**SET TASKS:**
**A)** In the Rust lifetimes passage, why do all string and byte literals have a static lifetime?
**B)** Write out the part of the Rust lifetimes passage starting at "fn example_6<'a, 'b>(x: &'a" and ending at "is always available.", word for word.

**TEXT PASSAGE:**
--- start ---

For the sixth example, instead of just one reference parameter, we have two reference parameters. The compiler has no idea how the reference in the output relates to that of the input. The two references in the output can come from the first, the second, or both.

fn example_6(x: &Vec<i32>, y: &Vec<i32>) -> (&i32, &i32) {
  (&x[0], &y[0])
}

In our implementation, the first element of the tuple comes from the first parameter, while the second element of the tuple comes from the second parameter. To specify this in lifetimes, since we are dealing with two different lifetimes, we add two lifetimes labels to the function, and the lifetime we give to the first parameter, we give to the first element of the tuple, and we do that for the second parameter and second tuple.

fn example_6<'a, 'b>(x: &'a Vec<i32>, y: &'b Vec<i32>) -> (&'a i32, &'b i32) {
  (&x[0], &y[0])
}

Static Lifetimes

The next lifetime to talk about is the static lifetime. This is a lifetime of a variable that can live for the entire duration of the program. All string and byte literals have a static lifetime since they are stored in the program's binary which is always available.

--- end ---

**PROVIDED DATA:**

--- start ---

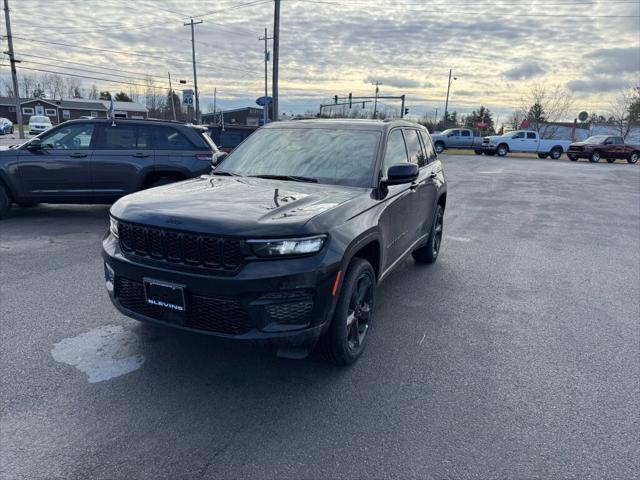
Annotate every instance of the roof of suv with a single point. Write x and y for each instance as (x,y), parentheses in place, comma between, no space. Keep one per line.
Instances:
(148,121)
(345,123)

--- end ---

**OUTPUTS IN ORDER:**
**A)** They are stored in the program's binary, which is always available.

**B)**
fn example_6<'a, 'b>(x: &'a Vec<i32>, y: &'b Vec<i32>) -> (&'a i32, &'b i32) {
  (&x[0], &y[0])
}

Static Lifetimes

The next lifetime to talk about is the static lifetime. This is a lifetime of a variable that can live for the entire duration of the program. All string and byte literals have a static lifetime since they are stored in the program's binary which is always available.